** Provided data follows **
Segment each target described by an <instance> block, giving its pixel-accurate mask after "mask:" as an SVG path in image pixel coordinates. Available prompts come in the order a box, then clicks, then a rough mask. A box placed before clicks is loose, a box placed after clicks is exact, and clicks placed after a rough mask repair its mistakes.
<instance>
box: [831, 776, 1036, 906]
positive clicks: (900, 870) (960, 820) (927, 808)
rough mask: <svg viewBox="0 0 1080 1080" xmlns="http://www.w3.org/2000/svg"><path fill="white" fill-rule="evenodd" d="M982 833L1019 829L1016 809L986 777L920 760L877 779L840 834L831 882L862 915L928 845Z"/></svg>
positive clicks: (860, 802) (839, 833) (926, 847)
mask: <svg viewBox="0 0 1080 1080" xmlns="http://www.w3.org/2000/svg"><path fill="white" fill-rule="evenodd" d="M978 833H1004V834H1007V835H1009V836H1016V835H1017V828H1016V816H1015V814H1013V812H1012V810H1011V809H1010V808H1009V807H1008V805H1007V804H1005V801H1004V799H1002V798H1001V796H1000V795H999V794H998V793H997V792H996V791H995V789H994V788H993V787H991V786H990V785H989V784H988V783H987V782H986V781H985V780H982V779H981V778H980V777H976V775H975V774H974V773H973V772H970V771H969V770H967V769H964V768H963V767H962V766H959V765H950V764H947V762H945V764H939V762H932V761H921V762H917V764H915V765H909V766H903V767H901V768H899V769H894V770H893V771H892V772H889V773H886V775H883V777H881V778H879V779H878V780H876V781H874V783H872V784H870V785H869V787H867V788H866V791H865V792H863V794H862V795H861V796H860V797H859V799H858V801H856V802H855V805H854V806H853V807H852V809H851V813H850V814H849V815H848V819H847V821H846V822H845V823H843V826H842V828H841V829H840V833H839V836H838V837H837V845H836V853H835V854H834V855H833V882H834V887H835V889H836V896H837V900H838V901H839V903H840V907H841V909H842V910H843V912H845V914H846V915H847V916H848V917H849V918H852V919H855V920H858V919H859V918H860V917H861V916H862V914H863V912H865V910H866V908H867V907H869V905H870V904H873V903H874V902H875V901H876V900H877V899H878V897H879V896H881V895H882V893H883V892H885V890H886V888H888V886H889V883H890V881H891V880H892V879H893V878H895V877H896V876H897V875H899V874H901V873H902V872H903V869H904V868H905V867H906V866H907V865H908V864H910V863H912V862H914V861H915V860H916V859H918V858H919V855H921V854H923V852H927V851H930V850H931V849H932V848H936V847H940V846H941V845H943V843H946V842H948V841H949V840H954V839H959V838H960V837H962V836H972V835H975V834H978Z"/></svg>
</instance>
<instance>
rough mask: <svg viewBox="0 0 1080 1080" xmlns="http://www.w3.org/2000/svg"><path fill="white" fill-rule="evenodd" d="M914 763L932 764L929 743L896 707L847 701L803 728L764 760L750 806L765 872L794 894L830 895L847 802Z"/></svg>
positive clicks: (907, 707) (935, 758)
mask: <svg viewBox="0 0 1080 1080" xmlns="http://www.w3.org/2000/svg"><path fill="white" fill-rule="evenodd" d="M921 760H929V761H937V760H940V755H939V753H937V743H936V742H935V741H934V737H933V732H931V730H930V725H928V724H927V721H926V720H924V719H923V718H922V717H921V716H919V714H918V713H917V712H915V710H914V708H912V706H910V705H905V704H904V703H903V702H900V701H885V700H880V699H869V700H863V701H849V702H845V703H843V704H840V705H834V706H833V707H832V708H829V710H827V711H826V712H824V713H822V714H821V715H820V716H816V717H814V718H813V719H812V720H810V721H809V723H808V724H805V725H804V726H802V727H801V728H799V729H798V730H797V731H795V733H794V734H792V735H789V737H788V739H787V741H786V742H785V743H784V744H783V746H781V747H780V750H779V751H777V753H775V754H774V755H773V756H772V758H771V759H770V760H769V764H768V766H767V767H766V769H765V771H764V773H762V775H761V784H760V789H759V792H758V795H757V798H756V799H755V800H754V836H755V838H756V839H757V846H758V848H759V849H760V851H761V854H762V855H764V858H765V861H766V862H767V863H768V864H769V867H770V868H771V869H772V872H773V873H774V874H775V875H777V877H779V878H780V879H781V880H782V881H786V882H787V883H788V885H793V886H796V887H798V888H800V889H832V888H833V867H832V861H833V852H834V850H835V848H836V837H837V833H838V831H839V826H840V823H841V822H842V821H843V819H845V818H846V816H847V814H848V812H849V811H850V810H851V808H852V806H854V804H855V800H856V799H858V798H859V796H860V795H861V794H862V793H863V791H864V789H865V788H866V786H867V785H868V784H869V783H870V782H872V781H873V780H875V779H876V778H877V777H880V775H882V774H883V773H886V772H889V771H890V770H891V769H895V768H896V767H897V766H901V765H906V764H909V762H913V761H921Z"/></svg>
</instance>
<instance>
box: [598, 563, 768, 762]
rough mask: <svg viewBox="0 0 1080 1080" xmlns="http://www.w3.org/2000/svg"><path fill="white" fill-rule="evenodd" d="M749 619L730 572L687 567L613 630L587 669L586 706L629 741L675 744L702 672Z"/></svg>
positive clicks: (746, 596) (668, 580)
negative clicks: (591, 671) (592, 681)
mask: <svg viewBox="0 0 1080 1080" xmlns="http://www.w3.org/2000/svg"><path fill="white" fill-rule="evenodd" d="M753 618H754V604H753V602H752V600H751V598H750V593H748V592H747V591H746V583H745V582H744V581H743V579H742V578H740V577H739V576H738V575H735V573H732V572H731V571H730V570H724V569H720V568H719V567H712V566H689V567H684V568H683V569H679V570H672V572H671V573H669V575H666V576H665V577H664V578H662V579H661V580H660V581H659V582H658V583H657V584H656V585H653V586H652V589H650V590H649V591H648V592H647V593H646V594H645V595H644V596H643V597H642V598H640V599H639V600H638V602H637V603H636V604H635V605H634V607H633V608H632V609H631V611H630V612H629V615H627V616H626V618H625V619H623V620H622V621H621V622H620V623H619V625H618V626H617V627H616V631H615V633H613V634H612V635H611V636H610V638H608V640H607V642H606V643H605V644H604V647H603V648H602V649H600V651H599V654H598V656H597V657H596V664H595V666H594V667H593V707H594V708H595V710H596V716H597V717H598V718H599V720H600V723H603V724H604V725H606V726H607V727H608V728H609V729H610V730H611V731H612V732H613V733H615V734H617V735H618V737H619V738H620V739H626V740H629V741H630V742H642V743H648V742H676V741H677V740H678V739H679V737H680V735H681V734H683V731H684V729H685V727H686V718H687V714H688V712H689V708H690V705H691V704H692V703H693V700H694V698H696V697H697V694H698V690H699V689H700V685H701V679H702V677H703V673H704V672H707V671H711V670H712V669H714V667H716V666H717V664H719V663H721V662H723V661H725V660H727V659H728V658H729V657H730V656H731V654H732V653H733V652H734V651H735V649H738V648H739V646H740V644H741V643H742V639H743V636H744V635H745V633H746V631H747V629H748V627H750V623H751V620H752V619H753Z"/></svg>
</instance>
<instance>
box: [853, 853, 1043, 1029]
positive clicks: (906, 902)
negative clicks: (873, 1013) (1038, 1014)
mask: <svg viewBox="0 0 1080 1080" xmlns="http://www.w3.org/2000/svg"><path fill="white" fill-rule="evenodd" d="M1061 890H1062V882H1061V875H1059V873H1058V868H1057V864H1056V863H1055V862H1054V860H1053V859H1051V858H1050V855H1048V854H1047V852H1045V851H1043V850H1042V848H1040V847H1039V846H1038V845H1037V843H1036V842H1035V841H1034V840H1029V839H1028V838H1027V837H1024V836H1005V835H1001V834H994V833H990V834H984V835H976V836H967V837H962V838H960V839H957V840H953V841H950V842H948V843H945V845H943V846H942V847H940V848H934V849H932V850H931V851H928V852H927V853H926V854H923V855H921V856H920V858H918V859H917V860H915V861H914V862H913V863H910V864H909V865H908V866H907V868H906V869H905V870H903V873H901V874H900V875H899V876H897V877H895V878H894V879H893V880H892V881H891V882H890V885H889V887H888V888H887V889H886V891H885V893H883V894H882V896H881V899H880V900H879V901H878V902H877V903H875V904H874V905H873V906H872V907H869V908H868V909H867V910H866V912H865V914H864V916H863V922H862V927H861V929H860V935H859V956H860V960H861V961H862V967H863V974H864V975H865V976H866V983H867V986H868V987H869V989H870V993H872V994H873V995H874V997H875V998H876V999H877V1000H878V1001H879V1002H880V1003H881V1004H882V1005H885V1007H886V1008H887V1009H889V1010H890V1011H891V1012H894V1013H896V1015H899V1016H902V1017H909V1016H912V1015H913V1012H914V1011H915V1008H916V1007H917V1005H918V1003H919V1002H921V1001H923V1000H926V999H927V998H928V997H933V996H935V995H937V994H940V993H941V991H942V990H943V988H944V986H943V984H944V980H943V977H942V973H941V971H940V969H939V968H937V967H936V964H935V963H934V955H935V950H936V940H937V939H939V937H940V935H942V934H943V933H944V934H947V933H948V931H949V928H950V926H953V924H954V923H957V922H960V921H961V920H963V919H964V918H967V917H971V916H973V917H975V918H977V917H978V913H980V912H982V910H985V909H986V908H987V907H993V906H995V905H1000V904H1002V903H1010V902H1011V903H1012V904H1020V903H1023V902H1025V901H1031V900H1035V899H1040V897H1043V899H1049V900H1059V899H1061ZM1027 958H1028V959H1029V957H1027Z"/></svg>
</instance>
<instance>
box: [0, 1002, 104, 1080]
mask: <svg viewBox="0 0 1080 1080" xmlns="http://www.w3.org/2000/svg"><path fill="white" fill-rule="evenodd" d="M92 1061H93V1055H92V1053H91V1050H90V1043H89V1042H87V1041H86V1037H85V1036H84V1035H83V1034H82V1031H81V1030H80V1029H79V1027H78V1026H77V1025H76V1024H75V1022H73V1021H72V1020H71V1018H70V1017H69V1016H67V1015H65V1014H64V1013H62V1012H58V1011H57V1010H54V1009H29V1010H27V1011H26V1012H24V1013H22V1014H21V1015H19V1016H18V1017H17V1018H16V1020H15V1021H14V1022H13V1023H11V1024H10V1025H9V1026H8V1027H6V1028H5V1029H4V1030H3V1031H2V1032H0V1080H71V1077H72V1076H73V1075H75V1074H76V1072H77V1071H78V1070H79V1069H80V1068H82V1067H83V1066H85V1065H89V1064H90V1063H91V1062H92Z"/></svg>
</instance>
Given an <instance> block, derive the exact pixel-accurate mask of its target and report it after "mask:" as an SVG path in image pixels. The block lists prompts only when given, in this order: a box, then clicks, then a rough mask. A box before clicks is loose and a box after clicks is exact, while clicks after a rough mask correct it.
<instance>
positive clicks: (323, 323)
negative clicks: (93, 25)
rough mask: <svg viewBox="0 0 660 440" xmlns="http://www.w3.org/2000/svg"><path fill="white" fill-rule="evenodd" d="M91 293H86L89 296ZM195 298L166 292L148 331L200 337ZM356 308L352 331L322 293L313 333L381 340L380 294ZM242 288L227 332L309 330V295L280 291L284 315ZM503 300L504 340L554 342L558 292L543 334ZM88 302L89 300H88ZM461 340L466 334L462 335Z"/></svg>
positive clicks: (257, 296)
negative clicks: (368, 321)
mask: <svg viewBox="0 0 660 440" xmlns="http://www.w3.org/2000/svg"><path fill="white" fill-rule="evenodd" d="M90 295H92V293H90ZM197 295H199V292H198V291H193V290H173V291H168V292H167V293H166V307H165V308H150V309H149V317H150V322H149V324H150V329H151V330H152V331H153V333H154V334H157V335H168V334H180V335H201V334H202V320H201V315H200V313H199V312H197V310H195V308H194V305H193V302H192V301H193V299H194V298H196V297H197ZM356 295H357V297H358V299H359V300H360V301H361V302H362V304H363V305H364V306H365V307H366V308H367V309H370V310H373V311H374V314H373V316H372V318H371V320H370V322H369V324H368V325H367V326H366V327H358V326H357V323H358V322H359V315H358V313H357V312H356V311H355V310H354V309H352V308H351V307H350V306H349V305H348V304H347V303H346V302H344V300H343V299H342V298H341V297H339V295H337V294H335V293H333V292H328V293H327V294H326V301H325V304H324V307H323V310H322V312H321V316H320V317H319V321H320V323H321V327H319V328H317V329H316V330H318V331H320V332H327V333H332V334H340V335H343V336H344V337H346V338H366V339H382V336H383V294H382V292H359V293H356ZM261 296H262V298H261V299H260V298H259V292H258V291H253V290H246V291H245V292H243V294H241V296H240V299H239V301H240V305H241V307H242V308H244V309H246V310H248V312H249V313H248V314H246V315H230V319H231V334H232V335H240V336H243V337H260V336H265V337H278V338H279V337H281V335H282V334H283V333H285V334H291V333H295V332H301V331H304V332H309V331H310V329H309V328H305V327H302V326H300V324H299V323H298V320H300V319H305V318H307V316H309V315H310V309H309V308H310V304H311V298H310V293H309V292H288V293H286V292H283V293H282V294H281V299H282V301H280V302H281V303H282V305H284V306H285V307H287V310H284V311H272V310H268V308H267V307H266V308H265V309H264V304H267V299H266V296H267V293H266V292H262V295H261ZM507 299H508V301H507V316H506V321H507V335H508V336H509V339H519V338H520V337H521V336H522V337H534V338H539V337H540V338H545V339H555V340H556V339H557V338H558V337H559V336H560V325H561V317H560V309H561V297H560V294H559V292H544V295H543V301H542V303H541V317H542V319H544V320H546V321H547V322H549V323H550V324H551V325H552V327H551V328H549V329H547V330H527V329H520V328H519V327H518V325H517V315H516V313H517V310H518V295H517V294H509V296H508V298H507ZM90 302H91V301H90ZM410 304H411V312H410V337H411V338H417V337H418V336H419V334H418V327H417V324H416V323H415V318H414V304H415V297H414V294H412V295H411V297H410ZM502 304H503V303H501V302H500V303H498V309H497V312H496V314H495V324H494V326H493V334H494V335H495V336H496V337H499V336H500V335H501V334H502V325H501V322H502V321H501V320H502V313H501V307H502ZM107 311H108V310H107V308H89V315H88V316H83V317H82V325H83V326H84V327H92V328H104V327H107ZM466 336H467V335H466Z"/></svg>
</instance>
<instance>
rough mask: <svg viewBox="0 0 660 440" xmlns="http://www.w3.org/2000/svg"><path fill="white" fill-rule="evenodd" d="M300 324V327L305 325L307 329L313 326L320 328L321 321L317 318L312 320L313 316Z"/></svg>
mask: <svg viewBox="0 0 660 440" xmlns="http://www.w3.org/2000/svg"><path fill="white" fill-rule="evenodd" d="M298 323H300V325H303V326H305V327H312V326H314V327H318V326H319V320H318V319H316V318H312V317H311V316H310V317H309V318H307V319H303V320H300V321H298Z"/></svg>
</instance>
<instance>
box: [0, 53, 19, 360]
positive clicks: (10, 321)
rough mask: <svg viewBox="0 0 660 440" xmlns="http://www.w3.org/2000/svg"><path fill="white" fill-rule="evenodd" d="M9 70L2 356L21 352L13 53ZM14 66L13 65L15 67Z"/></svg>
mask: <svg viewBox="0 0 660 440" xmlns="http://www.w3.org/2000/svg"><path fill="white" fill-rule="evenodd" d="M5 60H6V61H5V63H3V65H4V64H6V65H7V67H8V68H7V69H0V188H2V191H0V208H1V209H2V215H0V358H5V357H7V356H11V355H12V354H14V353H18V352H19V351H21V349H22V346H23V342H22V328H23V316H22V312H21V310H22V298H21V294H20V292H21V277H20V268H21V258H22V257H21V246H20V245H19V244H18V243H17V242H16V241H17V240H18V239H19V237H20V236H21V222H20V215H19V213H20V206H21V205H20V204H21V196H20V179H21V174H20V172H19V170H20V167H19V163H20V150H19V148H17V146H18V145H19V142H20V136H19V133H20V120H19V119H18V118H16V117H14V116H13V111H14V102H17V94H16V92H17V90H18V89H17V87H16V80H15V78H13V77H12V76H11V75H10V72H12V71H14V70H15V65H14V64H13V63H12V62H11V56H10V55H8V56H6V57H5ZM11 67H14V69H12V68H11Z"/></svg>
** End of Provided data **
▸ Problem description
Recast the lines of the records above as a JSON list of strings, one string per line and no blank lines, starting at the beginning of the records and ending at the line that contains "positive clicks: (900, 870)".

▸ Result of the task
[
  "Segment each target described by an <instance> block, giving its pixel-accurate mask after \"mask:\" as an SVG path in image pixel coordinates. Available prompts come in the order a box, then clicks, then a rough mask. A box placed before clicks is loose, a box placed after clicks is exact, and clicks placed after a rough mask repair its mistakes.",
  "<instance>",
  "box: [831, 776, 1036, 906]",
  "positive clicks: (900, 870) (960, 820) (927, 808)"
]